begin

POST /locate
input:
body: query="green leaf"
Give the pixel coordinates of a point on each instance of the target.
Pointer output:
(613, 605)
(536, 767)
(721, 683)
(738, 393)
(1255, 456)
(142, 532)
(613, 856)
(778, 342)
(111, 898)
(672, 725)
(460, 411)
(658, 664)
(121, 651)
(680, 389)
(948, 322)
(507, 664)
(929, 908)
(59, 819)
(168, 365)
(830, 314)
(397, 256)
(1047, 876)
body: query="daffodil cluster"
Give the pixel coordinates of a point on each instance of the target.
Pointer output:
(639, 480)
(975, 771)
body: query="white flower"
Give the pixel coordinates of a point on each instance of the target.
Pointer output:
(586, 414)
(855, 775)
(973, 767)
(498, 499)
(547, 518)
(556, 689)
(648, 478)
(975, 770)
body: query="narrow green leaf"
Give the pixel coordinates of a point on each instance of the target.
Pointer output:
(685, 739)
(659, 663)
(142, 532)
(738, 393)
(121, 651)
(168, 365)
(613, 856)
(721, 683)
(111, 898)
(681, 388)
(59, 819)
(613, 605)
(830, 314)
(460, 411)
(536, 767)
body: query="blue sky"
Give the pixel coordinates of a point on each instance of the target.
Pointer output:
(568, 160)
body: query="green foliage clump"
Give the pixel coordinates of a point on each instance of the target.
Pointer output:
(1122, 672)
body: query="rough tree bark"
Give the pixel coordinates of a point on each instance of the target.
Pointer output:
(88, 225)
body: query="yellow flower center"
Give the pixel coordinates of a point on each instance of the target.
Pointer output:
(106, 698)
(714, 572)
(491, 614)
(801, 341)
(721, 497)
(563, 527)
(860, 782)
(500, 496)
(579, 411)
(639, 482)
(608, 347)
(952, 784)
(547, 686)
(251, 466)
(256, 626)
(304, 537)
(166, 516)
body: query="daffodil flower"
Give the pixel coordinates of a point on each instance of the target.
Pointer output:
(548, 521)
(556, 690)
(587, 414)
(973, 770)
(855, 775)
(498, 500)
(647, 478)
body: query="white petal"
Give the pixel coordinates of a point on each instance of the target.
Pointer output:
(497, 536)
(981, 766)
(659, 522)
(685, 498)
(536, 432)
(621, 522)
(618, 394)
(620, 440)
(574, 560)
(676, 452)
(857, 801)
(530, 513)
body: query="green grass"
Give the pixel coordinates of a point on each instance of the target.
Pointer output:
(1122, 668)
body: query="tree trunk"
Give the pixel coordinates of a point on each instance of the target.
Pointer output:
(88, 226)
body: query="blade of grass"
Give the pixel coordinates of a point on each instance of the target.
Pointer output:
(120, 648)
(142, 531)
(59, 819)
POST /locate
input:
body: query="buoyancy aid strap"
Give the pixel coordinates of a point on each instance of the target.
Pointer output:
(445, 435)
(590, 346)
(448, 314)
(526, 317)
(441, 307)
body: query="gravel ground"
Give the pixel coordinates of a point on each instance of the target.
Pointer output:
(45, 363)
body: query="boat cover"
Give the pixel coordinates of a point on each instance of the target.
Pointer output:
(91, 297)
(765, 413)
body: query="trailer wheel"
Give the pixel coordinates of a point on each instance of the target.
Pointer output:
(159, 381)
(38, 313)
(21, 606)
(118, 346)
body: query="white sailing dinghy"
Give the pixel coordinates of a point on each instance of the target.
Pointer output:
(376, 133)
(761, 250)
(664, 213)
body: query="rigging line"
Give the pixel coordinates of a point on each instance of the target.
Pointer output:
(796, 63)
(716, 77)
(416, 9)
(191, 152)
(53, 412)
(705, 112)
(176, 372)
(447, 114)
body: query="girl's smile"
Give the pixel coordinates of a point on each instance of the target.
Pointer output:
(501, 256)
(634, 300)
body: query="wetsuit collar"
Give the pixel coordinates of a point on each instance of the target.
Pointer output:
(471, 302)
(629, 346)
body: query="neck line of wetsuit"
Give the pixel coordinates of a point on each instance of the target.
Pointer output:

end

* WORK INSTRUCTIONS *
Return all of the above records exactly, leaving no line out.

* EXPECTED ANSWER *
POST /locate
input:
body: query="green leaf"
Give the pixel coordinates of a point on each instance of the target.
Pointer output:
(613, 605)
(536, 767)
(721, 683)
(738, 393)
(1255, 456)
(142, 532)
(613, 856)
(778, 342)
(111, 898)
(672, 725)
(460, 411)
(658, 664)
(121, 651)
(680, 389)
(948, 322)
(507, 664)
(929, 908)
(59, 819)
(168, 365)
(830, 314)
(397, 256)
(1047, 876)
body: query="daffodil cluster"
Give the pixel coordinates of a point on each instance of the target.
Pointer output:
(639, 480)
(975, 771)
body: query="white flower"
Give the pixel coordinates of a point on each instance of the target.
Pointer output:
(586, 414)
(855, 775)
(973, 767)
(498, 499)
(547, 518)
(556, 689)
(648, 478)
(975, 770)
body: query="narrow green leaf"
Give the pixel coordinates of a point on each instance of the target.
Pointer output:
(685, 739)
(659, 663)
(142, 532)
(738, 393)
(121, 651)
(168, 365)
(613, 856)
(721, 683)
(111, 898)
(681, 388)
(59, 819)
(613, 605)
(830, 314)
(460, 411)
(536, 767)
body: query="blue sky"
Give the pixel coordinates of a point on each instance of the target.
Pointer output:
(568, 160)
body: query="green foliage clump"
Give the pixel coordinates of a point on each instance of the target.
Pointer output:
(1122, 672)
body: query="rough tree bark"
Give the pixel coordinates of a point on each instance of the target.
Pointer output:
(88, 225)
body: query="yellow flower center"
Give the pixel coordinates of a point on each instance of the target.
Pointer output:
(106, 698)
(714, 572)
(491, 614)
(801, 341)
(721, 497)
(563, 527)
(860, 782)
(500, 496)
(579, 411)
(639, 482)
(608, 347)
(952, 784)
(547, 686)
(251, 466)
(256, 626)
(304, 537)
(166, 516)
body: query="daffodil flower"
Give the pixel coordinates of a point on each instance of the target.
Pointer output:
(548, 521)
(556, 690)
(587, 414)
(973, 770)
(855, 775)
(498, 500)
(647, 478)
body: query="white petal"
Give the pixel coordinates of a point on each instance of the target.
Pointer output:
(497, 536)
(981, 766)
(659, 522)
(685, 498)
(536, 432)
(621, 522)
(618, 394)
(620, 440)
(574, 560)
(676, 452)
(857, 801)
(530, 513)
body: query="green grass"
Give the pixel coordinates of a point on each instance of the target.
Pointer output:
(1122, 668)
body: query="tree trunk"
Give the pixel coordinates of a point on each instance of the target.
Pointer output:
(88, 226)
body: query="blade of grass"
Give the pixel coordinates of a point on each instance of the target.
Pointer output:
(120, 648)
(142, 531)
(59, 819)
POST /locate
input:
body: query="buoyancy aid strap"
Give the pixel coordinates of a point on each instance of the target.
Pointer output:
(445, 435)
(590, 346)
(448, 314)
(526, 317)
(441, 307)
body: query="gravel ground"
Give the pixel coordinates of a point on each instance of the target.
Pointer output:
(45, 363)
body: query="boat cover"
Give the pixel coordinates of a point on each instance of the target.
Pointer output:
(91, 297)
(765, 413)
body: query="trailer wheel"
Give the pixel coordinates of a point on each instance of the target.
Pointer output:
(159, 381)
(38, 313)
(21, 606)
(118, 346)
body: query="white sailing dinghy"
Give the pixel coordinates of a point on each instance of the target.
Pointer output:
(376, 133)
(761, 250)
(664, 213)
body: query="rigging line"
Give the pixel coordinates of a point on each instance of the target.
Pointer output:
(796, 63)
(716, 77)
(416, 9)
(191, 152)
(53, 412)
(705, 112)
(176, 372)
(447, 114)
body: query="girl's smile"
Give the pixel coordinates of a point on each instance of the target.
Pointer output:
(501, 256)
(634, 300)
body: query="wetsuit collar"
Give the pixel coordinates of a point on each instance of the target.
Pointer output:
(471, 302)
(629, 346)
body: query="neck line of wetsuit"
Give the pixel coordinates of a point on each instance of the target.
Pointer output:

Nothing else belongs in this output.